Data entries

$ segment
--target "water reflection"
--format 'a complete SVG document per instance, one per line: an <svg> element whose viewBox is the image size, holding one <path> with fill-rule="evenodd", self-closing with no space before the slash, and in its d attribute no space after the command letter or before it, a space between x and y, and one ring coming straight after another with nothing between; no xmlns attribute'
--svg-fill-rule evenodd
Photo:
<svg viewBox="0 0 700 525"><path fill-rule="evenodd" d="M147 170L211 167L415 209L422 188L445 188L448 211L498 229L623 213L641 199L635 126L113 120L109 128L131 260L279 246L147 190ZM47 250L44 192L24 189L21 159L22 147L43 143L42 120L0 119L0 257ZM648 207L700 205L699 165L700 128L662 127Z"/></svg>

[Exercise prompt] Can you rewrite the data entries above as a Markdown table with a "Row" column for the row number and a "Line" column for each line, leaving out any blank lines?

[Completed task]
| Row | Line |
|---|---|
| 1 | $ segment |
| 2 | --target "water reflection" |
| 3 | --format 'a complete SVG document per instance, one per line: an <svg> element whose viewBox is the image size, holding one <path> with fill-rule="evenodd", self-closing with no space before the slash, and in its d attribute no space after the command letter or before it, a space between x and y, and one ring coming straight after another with nothing between; no xmlns attribute' |
| 4 | --svg-fill-rule evenodd |
| 5 | Photo: |
| 6 | <svg viewBox="0 0 700 525"><path fill-rule="evenodd" d="M147 170L211 167L415 209L422 188L445 188L448 211L498 229L623 213L641 199L635 126L113 120L109 128L131 260L279 246L147 190ZM47 250L44 192L24 189L21 159L22 147L43 143L42 120L0 119L0 257ZM648 207L700 205L699 165L700 128L662 127Z"/></svg> |